## Available data
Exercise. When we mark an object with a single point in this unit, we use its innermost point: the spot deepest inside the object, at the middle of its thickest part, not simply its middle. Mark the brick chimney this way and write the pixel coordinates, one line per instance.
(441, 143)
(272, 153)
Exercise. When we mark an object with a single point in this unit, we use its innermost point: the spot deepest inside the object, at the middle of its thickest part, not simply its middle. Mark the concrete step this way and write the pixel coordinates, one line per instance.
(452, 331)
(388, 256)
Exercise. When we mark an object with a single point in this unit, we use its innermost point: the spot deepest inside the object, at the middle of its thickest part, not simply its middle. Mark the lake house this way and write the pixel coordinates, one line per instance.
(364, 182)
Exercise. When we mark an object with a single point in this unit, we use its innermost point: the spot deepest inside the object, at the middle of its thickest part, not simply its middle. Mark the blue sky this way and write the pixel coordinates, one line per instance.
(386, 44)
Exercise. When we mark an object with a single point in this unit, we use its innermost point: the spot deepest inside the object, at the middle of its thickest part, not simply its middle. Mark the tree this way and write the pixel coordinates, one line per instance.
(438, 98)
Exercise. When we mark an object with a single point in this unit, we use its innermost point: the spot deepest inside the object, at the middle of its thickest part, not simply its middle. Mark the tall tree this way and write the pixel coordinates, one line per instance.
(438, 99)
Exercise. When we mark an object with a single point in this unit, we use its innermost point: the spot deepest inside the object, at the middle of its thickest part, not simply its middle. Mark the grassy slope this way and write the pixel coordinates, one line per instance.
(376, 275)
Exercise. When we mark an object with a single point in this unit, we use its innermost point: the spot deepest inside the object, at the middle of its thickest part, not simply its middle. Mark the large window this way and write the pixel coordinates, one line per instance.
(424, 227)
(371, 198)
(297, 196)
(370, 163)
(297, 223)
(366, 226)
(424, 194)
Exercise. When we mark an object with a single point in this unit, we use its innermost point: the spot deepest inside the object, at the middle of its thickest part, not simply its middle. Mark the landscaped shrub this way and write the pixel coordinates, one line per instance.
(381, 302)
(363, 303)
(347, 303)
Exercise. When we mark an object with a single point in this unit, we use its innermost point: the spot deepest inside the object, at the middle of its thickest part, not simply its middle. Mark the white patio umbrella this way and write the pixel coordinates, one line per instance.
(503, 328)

## Task item
Repeat all of the records above exactly as written.

## Solved problem
Exercise. When we mark an object with a single point in this unit, we use its innermost point: the spot deepest inside the object, at the middle of its thickest part, not simply its middle. Mark the brick chimney this way and write the pixel coordinates, one line per instance.
(441, 143)
(272, 153)
Exercise. When we mark an object with a single point in this unit, we use its innermost point: the spot deepest inside the object, at the middle of its thickest part, not simply its middle. Mark the concrete step this way and write the pixel coordinates, one line per instance.
(452, 331)
(388, 256)
Exercise. When we mark an object with a single point in this unit, we use its innermost point: the spot deepest inside the object, at the middle of its thickest part, not simply its middle. Mark the lake house this way and write the pixel coordinates, one line per instance.
(364, 182)
Exercise. When we mark an object with a single point in this unit, we use its innermost point: the spot deepest inside the object, at the middle of its thickest part, not simply its middle. Mark the blue sky this way and write the pixel coordinates, one line per instance.
(386, 44)
Exercise. When we mark an object with a single point in this unit, we use its innermost point: the spot deepest inside the object, at the middle of its thickest part, not simply its middle. Mark the tree this way and write the pixel coordinates, one line per instance.
(438, 98)
Exercise. When we mark an object with a single point in this unit, we use its innermost point: the spot deepest inside the object, at the middle of its thickest part, not simply its middle. Mark the tall tree this way and write the pixel coordinates, one line per instance.
(438, 99)
Exercise. When we mark an object with a single point in this unit, we use its innermost point: the spot deepest inside the object, at the middle of its thickest part, not simply its middle. Mark the grassy slope this way and write the pixel coordinates, one line per instance.
(376, 275)
Exercise. When we mark an object with a single point in this unit, we use its innermost point: the spot deepest inside the object, at the middle of its thickest part, not simply its middle. Mark the large window this way and write the pixel coordinates, one line per instance.
(424, 227)
(371, 198)
(297, 196)
(370, 163)
(297, 223)
(366, 226)
(424, 194)
Exercise. When we mark an object with a single point in this unit, we use its innermost point: the spot deepest inside the object, at the middle of its thickest part, not simply its middle. Mark the landscaped shrub this way and write the pixel coordinates, one line per instance.
(381, 302)
(363, 303)
(347, 303)
Exercise. When we mark an object with a single point in this unit, we use its innermost point: the spot deepest inside the object, at the middle of its thickest part, not simply its middle. Mark the white patio umbrella this way and write the pixel coordinates, one line per instance.
(503, 328)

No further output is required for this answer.